### What you are asked to do
Output the data once more, exactly as given.

### Supplied data

==================================================

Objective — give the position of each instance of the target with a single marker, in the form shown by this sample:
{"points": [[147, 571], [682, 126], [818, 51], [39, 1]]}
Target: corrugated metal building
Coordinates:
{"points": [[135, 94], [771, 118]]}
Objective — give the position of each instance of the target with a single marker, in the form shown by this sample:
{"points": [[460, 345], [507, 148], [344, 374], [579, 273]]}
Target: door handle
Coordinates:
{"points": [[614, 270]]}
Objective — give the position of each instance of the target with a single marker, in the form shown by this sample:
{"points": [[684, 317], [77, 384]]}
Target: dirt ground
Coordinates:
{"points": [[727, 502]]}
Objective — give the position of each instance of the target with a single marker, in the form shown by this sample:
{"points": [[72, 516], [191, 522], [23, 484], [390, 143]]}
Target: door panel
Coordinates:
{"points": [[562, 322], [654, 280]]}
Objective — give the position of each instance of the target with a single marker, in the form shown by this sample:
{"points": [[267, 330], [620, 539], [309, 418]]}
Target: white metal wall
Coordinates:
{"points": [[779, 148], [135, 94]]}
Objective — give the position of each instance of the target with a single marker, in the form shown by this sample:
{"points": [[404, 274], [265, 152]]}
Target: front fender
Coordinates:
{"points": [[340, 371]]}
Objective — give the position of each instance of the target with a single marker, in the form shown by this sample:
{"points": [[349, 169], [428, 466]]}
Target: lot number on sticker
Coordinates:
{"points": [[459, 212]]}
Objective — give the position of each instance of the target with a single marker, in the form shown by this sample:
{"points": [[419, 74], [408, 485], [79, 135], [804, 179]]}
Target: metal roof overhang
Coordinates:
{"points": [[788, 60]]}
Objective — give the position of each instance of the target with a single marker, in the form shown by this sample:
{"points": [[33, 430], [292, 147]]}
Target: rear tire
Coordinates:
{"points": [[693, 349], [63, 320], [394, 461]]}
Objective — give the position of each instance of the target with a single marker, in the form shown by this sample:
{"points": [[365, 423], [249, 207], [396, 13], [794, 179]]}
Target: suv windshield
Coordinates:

==================================================

### Solution for this task
Objective — give the position of each instance of the target with a single marker, in the form shown by this sample:
{"points": [[147, 571], [682, 126], [818, 51], [39, 1]]}
Target: corrugated metal building
Coordinates:
{"points": [[135, 94], [771, 118]]}
Objective — give the position of each instance of the target with a single marker, in the form shown by this sample:
{"points": [[460, 345], [507, 148], [344, 374], [579, 273]]}
Target: door handle
Coordinates:
{"points": [[614, 270]]}
Objective — give the position of each instance of the target with a single marker, in the form shown by this sample:
{"points": [[684, 317], [77, 384]]}
Target: dirt ground
Coordinates:
{"points": [[727, 502]]}
Objective — give the position of each instance of the target with a single marker, in the form shown by this sample:
{"points": [[72, 516], [191, 522], [23, 484], [390, 143]]}
Target: door panel
Coordinates:
{"points": [[562, 322], [654, 280]]}
Objective — give the position of each instance of the target with a single marker, in the form shown by this sample:
{"points": [[267, 330], [620, 539], [309, 418]]}
Target: white metal wall
Coordinates:
{"points": [[779, 148], [135, 94]]}
Objective — give the position of each instance of the target with a single marker, in the form shown by this sample:
{"points": [[404, 274], [265, 152]]}
Target: front fender
Coordinates:
{"points": [[340, 371]]}
Objective — give the position of each instance of the target with a single marker, in the form shown by this sample:
{"points": [[349, 169], [428, 466]]}
Target: lot number on sticker
Coordinates:
{"points": [[459, 212]]}
Objective — give the position of each instance of the target with a single marker, in the form shown by this sample:
{"points": [[419, 74], [408, 485], [79, 135], [804, 179]]}
Target: metal roof overhang
Coordinates:
{"points": [[788, 60]]}
Objective — give the position of each instance of the target with a single marker, in the form shown by this sample:
{"points": [[33, 430], [292, 147]]}
Target: rear tire
Coordinates:
{"points": [[693, 349], [63, 320], [394, 461]]}
Objective — give the position of each instance of the target with a single marker, in the form shown by this sample:
{"points": [[365, 423], [249, 207], [396, 13], [794, 179]]}
Target: suv windshield
Coordinates:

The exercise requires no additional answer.